> **TASK TO COMPLETE**
Please lay out every line of the listing below as a numbered list, skipping blank lines and leaving the pictures out.
* start *
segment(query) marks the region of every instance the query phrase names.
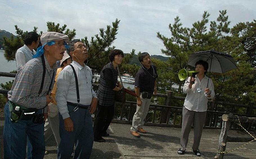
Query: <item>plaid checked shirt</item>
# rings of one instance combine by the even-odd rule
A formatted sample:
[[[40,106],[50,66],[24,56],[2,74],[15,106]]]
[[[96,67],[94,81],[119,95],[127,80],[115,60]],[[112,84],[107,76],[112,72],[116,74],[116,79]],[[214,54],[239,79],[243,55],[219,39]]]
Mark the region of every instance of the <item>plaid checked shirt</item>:
[[[44,57],[46,70],[42,92],[38,94],[43,70],[40,57],[30,60],[18,71],[12,89],[8,92],[8,98],[15,103],[28,108],[41,109],[45,107],[44,113],[47,113],[47,107],[45,106],[46,94],[50,86],[53,74],[56,74],[57,68],[55,63],[51,68],[44,55]],[[54,78],[51,90],[55,82]]]

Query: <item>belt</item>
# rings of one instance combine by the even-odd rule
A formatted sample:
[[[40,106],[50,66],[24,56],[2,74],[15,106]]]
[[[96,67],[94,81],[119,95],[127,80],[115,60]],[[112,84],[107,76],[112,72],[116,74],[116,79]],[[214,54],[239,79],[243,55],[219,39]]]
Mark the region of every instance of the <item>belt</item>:
[[[77,107],[80,108],[84,109],[89,109],[90,108],[90,105],[86,106],[78,103],[74,103],[69,102],[67,102],[67,104],[73,107]]]

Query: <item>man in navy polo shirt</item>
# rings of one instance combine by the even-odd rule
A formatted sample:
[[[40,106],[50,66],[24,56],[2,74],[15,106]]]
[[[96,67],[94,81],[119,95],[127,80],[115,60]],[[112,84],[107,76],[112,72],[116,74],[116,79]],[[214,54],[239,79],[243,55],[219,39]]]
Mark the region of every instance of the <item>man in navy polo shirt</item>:
[[[138,132],[143,134],[146,132],[142,126],[149,111],[152,95],[156,94],[156,79],[158,77],[156,69],[151,65],[148,53],[142,53],[138,58],[142,65],[135,77],[135,92],[138,97],[137,97],[136,112],[133,116],[130,130],[132,135],[136,137],[140,137]]]

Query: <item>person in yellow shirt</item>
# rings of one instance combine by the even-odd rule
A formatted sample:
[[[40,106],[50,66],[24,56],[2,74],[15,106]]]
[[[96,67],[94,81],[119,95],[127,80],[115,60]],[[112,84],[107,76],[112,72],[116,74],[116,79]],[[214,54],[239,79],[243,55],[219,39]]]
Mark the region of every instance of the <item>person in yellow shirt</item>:
[[[51,93],[52,97],[52,100],[48,104],[48,114],[44,124],[44,139],[46,143],[53,134],[55,138],[57,146],[59,146],[60,141],[59,131],[59,111],[57,108],[57,103],[55,100],[55,95],[57,90],[57,79],[59,74],[65,67],[72,62],[71,57],[68,54],[67,51],[64,53],[64,56],[60,61],[60,67],[57,70],[55,76],[55,83]],[[48,154],[46,151],[45,154]]]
* end *
> **CORRECT RESPONSE**
1. segment(query) marks the region of every instance the query phrase names.
2. Query: <item>plaid checked shirt</item>
3. # rings of one instance combine by the even-odd rule
4. A formatted sample:
5. [[[40,106],[50,66],[24,56],[2,74],[15,106]]]
6. [[[96,67],[94,81],[119,95],[127,80],[115,60]],[[112,84],[107,76],[112,72],[116,74],[116,79]],[[214,54],[239,79],[243,55],[219,39]]]
7. Mark the region of every instance of the <item>plaid checked shirt</item>:
8. [[[44,57],[46,70],[42,92],[38,94],[43,70],[40,57],[30,60],[18,71],[12,89],[8,92],[8,98],[15,103],[28,108],[41,109],[45,107],[44,113],[47,113],[47,107],[45,106],[46,94],[50,86],[53,74],[56,74],[57,68],[55,63],[51,68],[44,55]],[[54,78],[51,90],[55,82]]]
9. Query: <item>belt</item>
10. # rings of one instance combine by the even-odd rule
11. A formatted sample:
12. [[[40,106],[50,66],[24,56],[2,74],[15,106]]]
13. [[[96,67],[94,81],[119,95],[127,80],[115,60]],[[112,84],[107,76],[112,72],[116,74],[116,79]],[[214,54],[239,79],[243,55],[219,39]]]
14. Mark the region of every instance of the <item>belt</item>:
15. [[[77,107],[80,108],[84,109],[89,109],[90,108],[90,105],[86,106],[78,103],[74,103],[69,102],[67,102],[67,104],[73,107]]]
16. Query: <item>man in navy polo shirt</item>
17. # rings of one instance combine by the even-odd rule
18. A formatted sample:
19. [[[40,106],[50,66],[24,56],[2,74],[15,106]]]
20. [[[96,67],[94,81],[119,95],[127,80],[115,60]],[[112,84],[107,76],[112,72],[116,74],[116,79]],[[214,54],[239,79],[243,55],[219,39]]]
21. Mark the region of every instance of the <item>man in navy polo shirt</item>:
22. [[[138,132],[143,134],[146,132],[142,126],[149,111],[152,95],[156,94],[156,79],[158,77],[156,69],[151,65],[148,53],[142,53],[138,58],[142,65],[135,77],[135,92],[138,97],[137,97],[136,112],[133,116],[130,130],[132,135],[136,137],[140,137]]]
23. Query: <item>person in yellow shirt</item>
24. # rings of one instance combine by the even-odd rule
25. A formatted sample:
26. [[[40,106],[50,66],[24,56],[2,74],[15,106]]]
27. [[[96,67],[94,81],[119,95],[127,80],[115,60]],[[112,84],[107,76],[112,72],[116,74],[116,79]],[[214,54],[239,79],[243,55],[219,39]]]
28. Mark the region of every instance of the <item>person in yellow shirt</item>:
29. [[[51,93],[52,97],[52,100],[48,104],[48,114],[44,124],[44,139],[46,143],[53,134],[55,138],[57,146],[59,146],[60,141],[59,131],[59,111],[57,108],[57,103],[55,100],[55,95],[57,90],[57,79],[59,74],[65,67],[72,62],[71,57],[68,54],[67,51],[64,53],[64,56],[60,61],[60,67],[57,70],[55,76],[55,83]],[[48,154],[46,151],[45,154]]]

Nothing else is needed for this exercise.